Шрифт:
Здесь — горсточка храбрецов могла противостоять целой армии: в любой момент сражения они имели перед собою лишь ничтожную кучку врагов, сжатых меж тесных стен.
Пыль и ржа решеток, подвалы, сводчатые копченые потолки лавок, полумрак кофеен, ресторанте, остерий, тратторий…
Дети на улице — у себя: галдят, поют, скачут, ссорятся, плачут.
Прекрасны новые кварталы, где щедро использованы большие запасы воздуха, света, пальм, простора, а — кое-где — даже скал.
Каменные и мраморные навесы, нередко тянущиеся вдоль улиц, защищают прохожего от итальянского солнца, копят для него ветерок и прохладу.
На Piazza de Ferrari горит по вечерам зеленый фонтан, прелестная огромная копилка, куда генуэзцы бросают мелкую монету — кучки ее отчетливо серебрятся в освещенной воде. В конце месяца их оттуда вынимают для раздачи бедным.
Прошлое Генуи соприсутствует в ее настоящем, соучаствует в нем, неразрывно с ним сплетено.
Банки, конторы, склады помещаются в чудесных благороднейших дворцах и полны колонн, статуй, картин, барельефов (я видел гараж, расположившийся в старинной церкви!). Из-под коммерческой вывески нередко мерцают геральдические знаки, а в старом городе мы обнаружили обросший бархатной пылью старинный барельеф над входом в общественную уборную.
Мы бродили по улицам, громко разговаривая по-русски, когда нас окликнули:
— Вы с Востока?
Не сразу поняли. Оказалось — речь шла о советском пароходе «Восток», стоявшем в Генуе, а заговорил с нами штурман другого советского парохода, пришедшего накануне. Узнав, что мы не с «Востока», и уже ни о чем больше нас не спрашивая, неосторожный советский штурман отчаянно перепугался.
Было неловко — и стыдно — смотреть на нашего злополучного собеседника.
Он ежился, жался к стенам, воровато озирался по сторонам, затем поотстал — и вмиг юркнул в боковой переулок.
Несколько минут шли молча, подавленные тягостной сценкой.

» **ДОСТУПНЫЕ ЗАПИСИ**:
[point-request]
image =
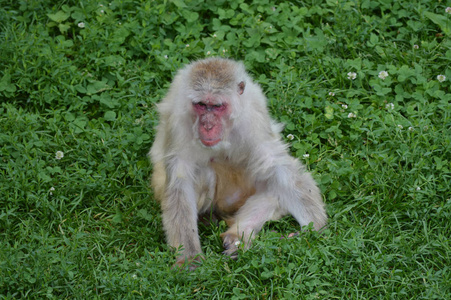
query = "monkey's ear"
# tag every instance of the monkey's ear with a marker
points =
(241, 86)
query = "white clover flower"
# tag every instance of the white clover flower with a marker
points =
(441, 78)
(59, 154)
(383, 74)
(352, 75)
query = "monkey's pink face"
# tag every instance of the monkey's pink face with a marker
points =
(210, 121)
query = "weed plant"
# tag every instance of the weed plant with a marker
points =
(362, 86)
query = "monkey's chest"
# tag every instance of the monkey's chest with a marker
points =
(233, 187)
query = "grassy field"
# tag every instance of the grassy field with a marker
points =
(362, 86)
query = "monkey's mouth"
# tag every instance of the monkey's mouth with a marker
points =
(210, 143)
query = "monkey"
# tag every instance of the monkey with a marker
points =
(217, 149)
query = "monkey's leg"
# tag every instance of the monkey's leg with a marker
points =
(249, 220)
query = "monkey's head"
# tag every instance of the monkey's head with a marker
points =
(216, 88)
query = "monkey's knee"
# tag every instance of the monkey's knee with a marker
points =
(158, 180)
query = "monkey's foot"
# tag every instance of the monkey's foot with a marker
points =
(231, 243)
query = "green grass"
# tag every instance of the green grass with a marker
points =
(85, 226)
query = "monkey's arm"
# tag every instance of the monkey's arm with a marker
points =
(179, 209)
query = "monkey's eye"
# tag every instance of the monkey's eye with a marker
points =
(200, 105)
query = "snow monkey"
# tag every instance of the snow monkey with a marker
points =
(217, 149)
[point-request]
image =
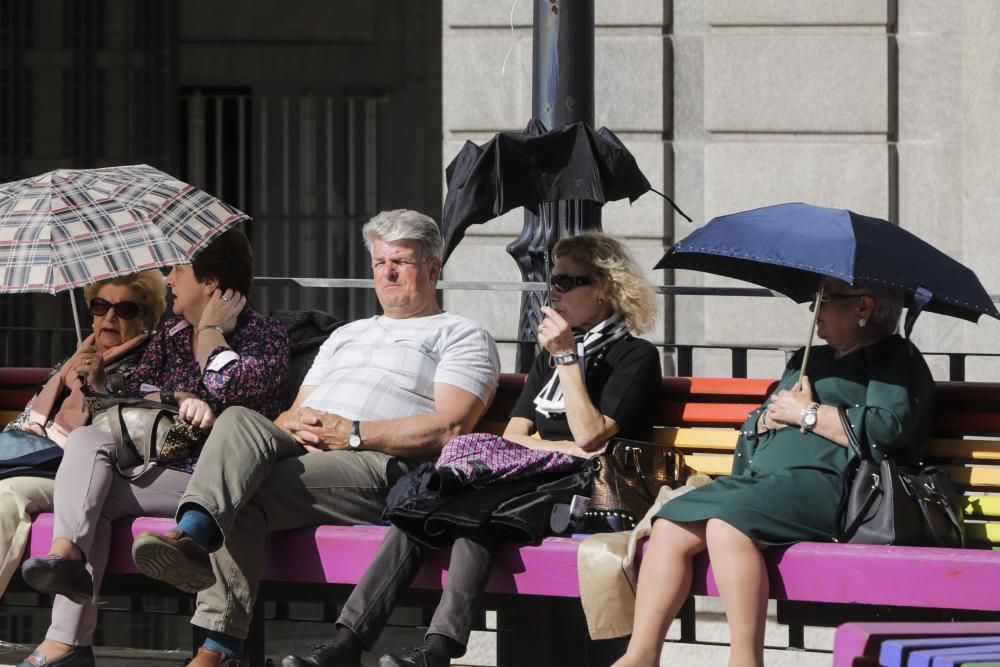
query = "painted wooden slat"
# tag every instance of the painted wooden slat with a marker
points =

» **СПИСОК ЗАДАНИЙ**:
1. Приведите все строки записей, где встречается слово «weed».
2. Продолжите текст о Генуе, начав сразу после его последнего предложения.
Текст и записи никак не связаны между собой.

» **РЕЗУЛЬТАТЫ**:
1.
query = "weed plant"
# tag every instance of the weed plant with a marker

2.
Вспомнились гордые слова популярной советской песенки:
Я другой такой страны не знаю, Где так вольно дышит человек.Как-то, в воскресенье, зашли в полупустое утреннее кафе. Против нас — вокруг стола — сидели рабочие. Пред каждым стоял стакан вина. Серые типичные лица, измятые трудом и бедностью.
По знаку одного из них все вдруг встали, вытянулись — и запели. Мы переглянулись, побледневшие — воистину захватило дух!
Но не передавать же переживаний от старинной неаполитанской песни, спетой райскими голосами, с какими-то непривычными пленительнейшими фиоритурами…
Помню только, что мир дрогнул, поддался, раздвинулся вширь и ввысь, становясь светлее, прозрачнее, призрачнее…
Позже мы узнали, что это — рабочие, разучивающие в свободные часы классические и фольклорные вещи.
По воскресеньям они собираются в кафе, где поют — для себя! — отделанные пьесы.
Такие люди обойдутся, конечно, без «organisation des loisirs» и сами используют свой досуг наидостойнейшим образом.
Позже мы привыкли к анонимным оркестрам, хорам, квартетам, собирающимся в установленные дни в определенных местах, мы привыкли к совершенству техники и качеству голосов и инструментов — уличных певцов, музыкантов, попрошаек.
Но, все же, запомнился хромой певец в подвальчике остерии старого квартала.
И дело было не в качестве поданного кьянти и не в дорогих сердцу собутыльниках, а в сладчайшем драгоценном теноре старика-неаполитанца, самозабвенно аккомпонировавшего себе на гитаре…
Морщинистое лицо безымянного артиста было искажено скорбным счастьем вдохновенья, он страстно вслушивался, закрыв глаза, в свою же песню, внезапно озарившую мировые будни, братски обнимавшую мир, сметавшую арифметику и бухгалтерию, неопровержимо свидетельствовавшую о райском происхождении человека.
Благословенная страна, где люди так поют — для себя, где искусство — не в музеях, а и в музеях, где оно не под стеклом, не в ящиках и коробках, под ярлычками и с просьбой «не трогать руками», а на улицах, в кофейнях, на перекрестках, на каждом шагу… Где искусство не надстройка над жизнью, а Глубоко в нее проникает, с нею нерасторжимо сплетается, входит в самую ткань, в состав ежедневной жизни.
Что же у нас еще — в бедном итальянском (вернее, генуэзском) отделе дорожного альбома?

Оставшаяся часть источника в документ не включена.